Copy the records below word for word, from their first line through the line that contains "Give the mask of the stone", including both ends.

— Begin —

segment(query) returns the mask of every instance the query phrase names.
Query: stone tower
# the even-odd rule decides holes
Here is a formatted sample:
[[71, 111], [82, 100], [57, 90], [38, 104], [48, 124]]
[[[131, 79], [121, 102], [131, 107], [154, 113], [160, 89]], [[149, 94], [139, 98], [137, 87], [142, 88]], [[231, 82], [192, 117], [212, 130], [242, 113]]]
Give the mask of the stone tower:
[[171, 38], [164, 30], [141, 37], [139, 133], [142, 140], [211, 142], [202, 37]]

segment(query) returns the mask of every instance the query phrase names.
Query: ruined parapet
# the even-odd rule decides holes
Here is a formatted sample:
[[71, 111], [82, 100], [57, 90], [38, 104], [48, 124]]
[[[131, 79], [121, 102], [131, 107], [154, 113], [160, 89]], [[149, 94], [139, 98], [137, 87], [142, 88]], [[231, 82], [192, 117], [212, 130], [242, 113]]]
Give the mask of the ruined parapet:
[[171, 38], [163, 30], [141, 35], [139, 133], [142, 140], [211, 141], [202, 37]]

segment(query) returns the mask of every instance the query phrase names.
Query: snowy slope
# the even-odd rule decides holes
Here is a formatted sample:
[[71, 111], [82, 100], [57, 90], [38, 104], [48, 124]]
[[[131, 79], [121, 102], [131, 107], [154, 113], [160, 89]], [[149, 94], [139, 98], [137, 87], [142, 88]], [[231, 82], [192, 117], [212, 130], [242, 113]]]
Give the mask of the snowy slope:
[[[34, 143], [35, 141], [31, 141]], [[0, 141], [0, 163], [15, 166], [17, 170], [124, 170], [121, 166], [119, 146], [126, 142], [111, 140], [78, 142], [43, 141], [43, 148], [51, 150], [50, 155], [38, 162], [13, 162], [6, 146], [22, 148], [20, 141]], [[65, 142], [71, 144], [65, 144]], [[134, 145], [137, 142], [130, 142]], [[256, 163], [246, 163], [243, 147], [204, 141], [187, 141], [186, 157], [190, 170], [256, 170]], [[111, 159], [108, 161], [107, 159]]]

— End —

* _The output_:
segment(query) returns the mask of every instance the query phrase names.
Query: stone tower
# the even-odd rule decides holes
Here is a formatted sample:
[[71, 111], [82, 100], [57, 90], [38, 104], [48, 124]]
[[[131, 79], [121, 102], [131, 107], [154, 113], [160, 89]], [[149, 94], [139, 98], [137, 87], [142, 88]], [[231, 82], [192, 117], [212, 130], [242, 113]]]
Give the mask of the stone tower:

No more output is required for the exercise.